Work instruction >> The records below are to be reproduced exactly, and no picture should appear in the copy.

+++

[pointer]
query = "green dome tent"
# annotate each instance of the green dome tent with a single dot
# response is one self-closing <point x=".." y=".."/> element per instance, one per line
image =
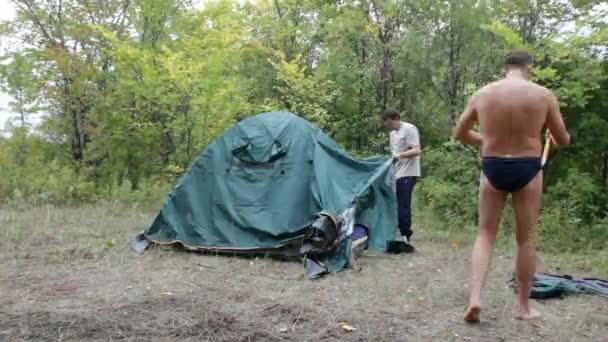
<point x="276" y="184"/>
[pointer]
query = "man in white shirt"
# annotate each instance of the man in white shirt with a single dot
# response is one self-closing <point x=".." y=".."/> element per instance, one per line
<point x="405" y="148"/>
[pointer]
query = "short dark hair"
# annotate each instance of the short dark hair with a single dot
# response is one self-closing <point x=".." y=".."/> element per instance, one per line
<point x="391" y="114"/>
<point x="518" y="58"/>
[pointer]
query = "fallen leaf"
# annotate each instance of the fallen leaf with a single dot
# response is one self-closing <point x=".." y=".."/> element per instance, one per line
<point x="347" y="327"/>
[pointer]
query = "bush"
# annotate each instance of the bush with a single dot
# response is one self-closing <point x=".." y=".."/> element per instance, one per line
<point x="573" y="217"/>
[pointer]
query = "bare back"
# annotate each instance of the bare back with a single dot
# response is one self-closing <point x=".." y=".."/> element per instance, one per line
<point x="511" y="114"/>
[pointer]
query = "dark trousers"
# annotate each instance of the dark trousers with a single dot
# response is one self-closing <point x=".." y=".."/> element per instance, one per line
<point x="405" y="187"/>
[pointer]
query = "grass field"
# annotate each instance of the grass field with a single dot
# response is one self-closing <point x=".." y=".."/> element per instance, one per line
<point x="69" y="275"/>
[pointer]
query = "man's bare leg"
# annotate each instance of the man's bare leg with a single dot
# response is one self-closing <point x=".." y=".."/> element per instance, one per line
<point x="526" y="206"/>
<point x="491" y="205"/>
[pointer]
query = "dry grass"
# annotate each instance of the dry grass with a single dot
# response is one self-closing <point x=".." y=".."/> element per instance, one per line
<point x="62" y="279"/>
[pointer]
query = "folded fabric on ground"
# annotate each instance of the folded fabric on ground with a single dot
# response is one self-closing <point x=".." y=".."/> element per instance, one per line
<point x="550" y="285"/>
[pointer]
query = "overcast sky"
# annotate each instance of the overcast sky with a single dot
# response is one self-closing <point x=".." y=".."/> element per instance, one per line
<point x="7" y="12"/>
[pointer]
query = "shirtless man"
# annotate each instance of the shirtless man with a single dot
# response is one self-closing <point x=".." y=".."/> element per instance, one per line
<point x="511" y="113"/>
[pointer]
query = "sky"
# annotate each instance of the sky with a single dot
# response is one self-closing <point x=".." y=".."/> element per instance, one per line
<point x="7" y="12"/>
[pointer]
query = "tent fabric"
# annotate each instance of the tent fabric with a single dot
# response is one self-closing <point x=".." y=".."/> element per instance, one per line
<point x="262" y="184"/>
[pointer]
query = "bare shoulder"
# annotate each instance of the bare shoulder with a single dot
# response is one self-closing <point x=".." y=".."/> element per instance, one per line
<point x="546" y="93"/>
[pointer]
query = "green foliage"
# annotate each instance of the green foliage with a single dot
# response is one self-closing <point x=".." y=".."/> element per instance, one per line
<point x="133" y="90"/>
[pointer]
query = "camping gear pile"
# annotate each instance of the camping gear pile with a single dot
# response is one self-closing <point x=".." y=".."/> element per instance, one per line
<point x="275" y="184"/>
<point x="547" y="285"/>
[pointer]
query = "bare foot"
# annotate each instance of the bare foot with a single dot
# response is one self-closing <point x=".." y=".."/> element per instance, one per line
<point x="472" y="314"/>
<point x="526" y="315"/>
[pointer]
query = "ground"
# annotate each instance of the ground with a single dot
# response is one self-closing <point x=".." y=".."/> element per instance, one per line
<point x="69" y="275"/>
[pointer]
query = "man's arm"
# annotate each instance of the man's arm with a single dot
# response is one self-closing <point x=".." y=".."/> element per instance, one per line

+++

Answer to this exercise >>
[pointer]
query = "green dome tent"
# annotate each instance of the green dome tent with a single dot
# response is one self-closing <point x=".." y=".."/> element per instance, one per line
image =
<point x="276" y="184"/>
[pointer]
query = "man in white shirt"
# annotate each instance of the man in white shirt with a single dot
# response is one self-closing <point x=".." y=".."/> element per instance, one per line
<point x="405" y="148"/>
[pointer]
query = "short dark hair"
# annotate each instance of the short dark hair with a single dot
# response is one self-closing <point x=".." y=".."/> element per instance, one per line
<point x="391" y="114"/>
<point x="518" y="58"/>
[pointer]
query = "fallen leaf"
# annotate each instance of the fallen leaf with a single dot
# response is one self-closing <point x=".." y=".."/> element per instance, one per line
<point x="347" y="327"/>
[pointer]
query = "bush"
# annotate each instance of the bush with a single dot
# response is one self-closing <point x=".." y=".."/> element per instance, one per line
<point x="573" y="217"/>
[pointer]
query = "bare back"
# annotate each instance of the bare back with a single dot
# response is one self-closing <point x=".." y=".."/> element per instance, one per line
<point x="511" y="114"/>
[pointer]
query = "dark trousers"
# annotate each instance of the dark trousers with a single dot
# response is one self-closing <point x=".." y=".."/> element per instance, one per line
<point x="405" y="187"/>
[pointer]
query = "grass field"
# annotate each instance of the grass field with a single dot
# response is one self-closing <point x=".." y=".."/> element per instance, one per line
<point x="69" y="275"/>
[pointer]
query = "man's bare leg"
# annotate each instance of the man's bare leg with a single dot
# response is one self-closing <point x=".." y=".."/> element per instance, one per line
<point x="526" y="206"/>
<point x="491" y="205"/>
[pointer]
query = "dry grass"
# annotate each instance of the dry grass with a single dot
# response is one self-closing <point x=".." y=".."/> element per instance, one per line
<point x="62" y="279"/>
[pointer]
query = "folded fabric on ground"
# annotate each instance of the folded fabric on ground with a single dot
# response is one self-closing <point x=".." y=".."/> element per instance, one per line
<point x="550" y="285"/>
[pointer]
query = "overcast sky"
# annotate each instance of the overcast sky with a single dot
# response is one self-closing <point x=".." y=".."/> element per instance, one per line
<point x="7" y="12"/>
[pointer]
query = "shirtless man"
# annotate each instance of the shirtless man with a single dot
# response is one self-closing <point x=".." y=".."/> element per instance, one per line
<point x="511" y="113"/>
[pointer]
query = "sky"
# annotate each instance of the sky with a single dot
# response is one self-closing <point x=".." y=".."/> element per instance, one per line
<point x="7" y="12"/>
[pointer]
query = "tent fabric"
# annotate each instance of the tent fabric with a single dot
# response is one self-closing <point x=".." y=".."/> element per instance, one per line
<point x="262" y="184"/>
[pointer]
query = "bare shoulder"
# annotate each instance of the bare shoulder with a single dot
# response is one self-closing <point x=".." y=".."/> element per instance, one per line
<point x="546" y="93"/>
[pointer]
query = "green foliage"
# annotate each instance of the green foliage with a single dot
# response is one self-closing <point x=".." y=".."/> element per instance, one per line
<point x="133" y="90"/>
[pointer]
query = "camping gear pile"
# annotate each instance of the camping gear pile with a single dot
# response is one self-closing <point x=".." y=".."/> element per instance, one per line
<point x="275" y="184"/>
<point x="547" y="285"/>
[pointer]
query = "bare foot"
# annotate each instance of the bare foot with a single dot
# response is one self-closing <point x=".." y=".."/> element per instance, one per line
<point x="472" y="314"/>
<point x="526" y="315"/>
[pointer]
query = "ground"
# annotate each instance of the ground with a single dot
# response is one self-closing <point x=".." y=".."/> element per instance, one per line
<point x="69" y="275"/>
[pointer]
query = "man's arm"
# annotate each instance of the man's arm with a single dot
# response is one self-closing <point x=".." y=".."/> element per instance, one per line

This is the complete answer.